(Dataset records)
:::::

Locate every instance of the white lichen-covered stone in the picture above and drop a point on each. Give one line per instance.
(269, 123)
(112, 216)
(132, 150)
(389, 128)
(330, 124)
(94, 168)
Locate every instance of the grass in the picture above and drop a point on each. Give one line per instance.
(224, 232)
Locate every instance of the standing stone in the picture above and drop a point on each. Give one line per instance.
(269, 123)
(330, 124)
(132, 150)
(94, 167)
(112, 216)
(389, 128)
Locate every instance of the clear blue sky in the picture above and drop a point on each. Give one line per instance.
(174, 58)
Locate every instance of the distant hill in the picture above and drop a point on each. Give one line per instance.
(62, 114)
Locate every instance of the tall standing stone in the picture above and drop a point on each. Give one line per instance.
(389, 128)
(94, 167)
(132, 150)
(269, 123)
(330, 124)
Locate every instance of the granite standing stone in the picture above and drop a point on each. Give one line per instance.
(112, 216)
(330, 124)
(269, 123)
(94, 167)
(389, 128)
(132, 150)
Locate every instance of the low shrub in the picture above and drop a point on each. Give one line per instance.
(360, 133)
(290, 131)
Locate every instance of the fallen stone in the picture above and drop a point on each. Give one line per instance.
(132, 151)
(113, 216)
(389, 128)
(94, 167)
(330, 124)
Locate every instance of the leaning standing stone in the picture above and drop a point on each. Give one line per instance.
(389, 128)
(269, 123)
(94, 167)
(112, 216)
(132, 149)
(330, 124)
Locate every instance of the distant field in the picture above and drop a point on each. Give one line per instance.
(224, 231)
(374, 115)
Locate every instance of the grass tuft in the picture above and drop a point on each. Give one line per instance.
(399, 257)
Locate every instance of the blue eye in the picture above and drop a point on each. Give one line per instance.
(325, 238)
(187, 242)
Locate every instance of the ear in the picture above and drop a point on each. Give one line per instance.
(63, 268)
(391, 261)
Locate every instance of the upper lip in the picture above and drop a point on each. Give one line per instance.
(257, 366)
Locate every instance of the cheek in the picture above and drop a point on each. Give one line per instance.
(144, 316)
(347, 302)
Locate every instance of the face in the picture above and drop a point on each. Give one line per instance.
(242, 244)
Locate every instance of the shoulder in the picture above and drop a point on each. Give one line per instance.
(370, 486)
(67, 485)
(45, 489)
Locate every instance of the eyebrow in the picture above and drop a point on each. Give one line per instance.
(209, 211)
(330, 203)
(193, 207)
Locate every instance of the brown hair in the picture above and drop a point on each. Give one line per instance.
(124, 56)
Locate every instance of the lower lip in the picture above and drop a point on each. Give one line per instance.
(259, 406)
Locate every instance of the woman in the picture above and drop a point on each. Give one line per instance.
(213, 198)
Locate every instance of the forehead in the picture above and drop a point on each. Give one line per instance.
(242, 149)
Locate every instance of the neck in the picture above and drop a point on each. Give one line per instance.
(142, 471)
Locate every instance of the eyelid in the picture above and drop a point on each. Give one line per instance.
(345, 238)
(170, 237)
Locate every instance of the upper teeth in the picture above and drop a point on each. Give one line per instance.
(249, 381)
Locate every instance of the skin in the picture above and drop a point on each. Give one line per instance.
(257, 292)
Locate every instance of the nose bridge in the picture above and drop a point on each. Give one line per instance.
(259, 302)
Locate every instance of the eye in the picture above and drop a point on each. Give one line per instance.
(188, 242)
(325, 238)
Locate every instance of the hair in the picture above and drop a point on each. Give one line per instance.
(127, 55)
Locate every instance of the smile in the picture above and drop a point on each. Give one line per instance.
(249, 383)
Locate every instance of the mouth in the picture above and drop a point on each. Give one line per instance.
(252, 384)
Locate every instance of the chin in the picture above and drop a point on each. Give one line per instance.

:::::

Work instructions ▸
For this exercise, restate each of the entries without any deviation.

Exercise response ▸
Locate every instance of the white lichen-covered stone in the picture above and drop a point on each. Give one line per instance.
(269, 123)
(112, 216)
(132, 150)
(389, 128)
(330, 124)
(94, 168)
Locate every instance of the grass in the picture above and drop a point on each. Give one line per instance.
(224, 232)
Locate every instance of the standing stone in the picture above and drop a point on each. Give one line per instance.
(269, 123)
(330, 124)
(132, 150)
(94, 167)
(112, 216)
(389, 128)
Locate every instance of the clear blue sky in the picture above and drop a point on each. Give one line per instance.
(174, 58)
Locate every instance of the distant hill in the picture above and drop a point on each. Give one line per instance.
(62, 114)
Locate every instance of the tall standing stone in the picture above and drop a point on each. Give one line per instance.
(389, 128)
(94, 167)
(132, 150)
(269, 123)
(330, 124)
Locate every instance of the granite standing stone in the picture above and drop a point on each. Give one line per instance.
(112, 216)
(330, 124)
(269, 123)
(94, 167)
(389, 128)
(132, 150)
Locate every instance of the low shrub in the picture above and drop a point on each. Give one line per instance.
(360, 133)
(290, 131)
Locate every instance of the fallen stone in the picture above and drop a point on each. Give one line per instance.
(132, 151)
(113, 216)
(389, 128)
(94, 167)
(330, 124)
Locate every instance of the leaning standing stone in the picture above and drop a point on each. Give one line per instance.
(389, 128)
(269, 123)
(94, 167)
(112, 216)
(132, 149)
(330, 124)
Locate every instance of the distant field in the picture above and drop a point on each. Give one line per instance.
(224, 231)
(374, 115)
Locate every instance of the grass tuft in the picture above and drop a point on each. Give one line per instance.
(399, 257)
Locate every instance of the blue eye in the picture above and drop a point on each. Give one line per instance.
(325, 238)
(187, 242)
Locate every instance of the ear in the picture above and drop a point on each. Give one line per instance.
(63, 268)
(391, 261)
Locate every instance of the upper lip in the picture above and drop a point on each. Give one line per instance.
(257, 366)
Locate every instance of the cheek in the picture above and drop a point on each. Give one line per instance.
(144, 316)
(347, 302)
Locate every instance of the face in the picture above and drop a point on each. Give one line per instance.
(242, 244)
Locate every instance of the shoulder in the picture above and drop a point on each. Give one line per instance.
(370, 486)
(67, 485)
(45, 489)
Locate every instance of the eyebrow in the picture above and drop a point on each. Give one line per instance.
(209, 211)
(330, 203)
(193, 207)
Locate every instance of the brown hair in the picture above and drop a point on each. Give one line per instance.
(124, 56)
Locate every instance of the lower lip in the picture above and drop a point on each. Give one line per instance.
(259, 406)
Locate every instance of the woman in the picture above and drop a point on each. Give one line per instance.
(213, 198)
Locate every instance of the forehead in the picture above and drop a point on each. Give one line per instance.
(242, 149)
Locate every instance of the neck in the picture above and drop a point on each. Give one line per instance.
(142, 471)
Locate every instance of the eyelid in the picture above and drop a point on each. Give one line per instance.
(345, 238)
(170, 237)
Locate every instance of the upper teeth in the picture above and drop a point on each. Give one line per instance.
(249, 381)
Locate every instance of the skin in the picture above and drop a point on each. Give one line per instance.
(257, 292)
Locate every instance of the nose bridge in the picture above and drop a point on each. Give one line per instance.
(259, 302)
Locate every instance of the eye in the picture above and drop a point on each. Give one line per instance.
(188, 242)
(325, 238)
Locate every instance of the hair in the picture above and drop a point on each. Give one line per instance.
(127, 55)
Locate every instance of the smile in the picture above and drop a point on each. Give one line per instance.
(249, 383)
Locate every instance of the mouth in the picture above and drop a point on each. Give one line per instance.
(252, 384)
Locate every instance of the chin in the picture above and drop a point on each. Give one line per instance.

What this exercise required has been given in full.